Pubblicato il 10 aprile 2004 da Giovanna Quercia


Il sogno nel cinema di oggi

Abbiamo deciso di dedicare al sogno questo nuovo speciale. Quel sogno che è il cinema intero, ma anche, quei sogni di cui l’immagine stessa viene intessuta e che noi condividiamo producendone di nuovi. Un buon film, soprattutto se fruito nel suo luogo deputato, risveglia i desideri sopiti, stimola le capacità d’immaginazione e può rappresentare, in definitiva, la proiezione dei nostri sogni a occhi aperti. Ma il cinema contemporaneo sembra dare poco credito a questa risorsa primordiale del cinema, una delle sue principali chiavi di lettura, per la molteplicità dei livelli, di cui, assieme all’immagine in movimento, formano una lega inestricabile.

★ ★ ★

OBIETTIVO DELL'ESERCIZIO: Ripeti per intero e senza modifiche il testo sul sogno nel cinema di oggi.

★ ★ ★

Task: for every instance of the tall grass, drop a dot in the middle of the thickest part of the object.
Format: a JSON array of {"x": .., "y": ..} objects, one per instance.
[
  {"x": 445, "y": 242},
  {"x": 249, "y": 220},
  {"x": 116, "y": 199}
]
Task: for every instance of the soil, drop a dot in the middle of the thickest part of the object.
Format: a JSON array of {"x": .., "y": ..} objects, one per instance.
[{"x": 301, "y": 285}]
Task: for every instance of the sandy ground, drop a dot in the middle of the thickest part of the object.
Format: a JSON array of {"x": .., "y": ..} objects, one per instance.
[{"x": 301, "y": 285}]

★ ★ ★

RISULTATO:
Pubblicato il 10 aprile 2004 da Giovanna Quercia


Il sogno nel cinema di oggi

Abbiamo deciso di dedicare al sogno questo nuovo speciale. Quel sogno che è il cinema intero, ma anche, quei sogni di cui l’immagine stessa viene intessuta e che noi condividiamo producendone di nuovi. Un buon film, soprattutto se fruito nel suo luogo deputato, risveglia i desideri sopiti, stimola le capacità d’immaginazione e può rappresentare, in definitiva, la proiezione dei nostri sogni a occhi aperti. Ma il cinema contemporaneo sembra dare poco credito a questa risorsa primordiale del cinema, una delle sue principali chiavi di lettura, per la molteplicità dei livelli, di cui, assieme all’immagine in movimento, formano una lega inestricabile.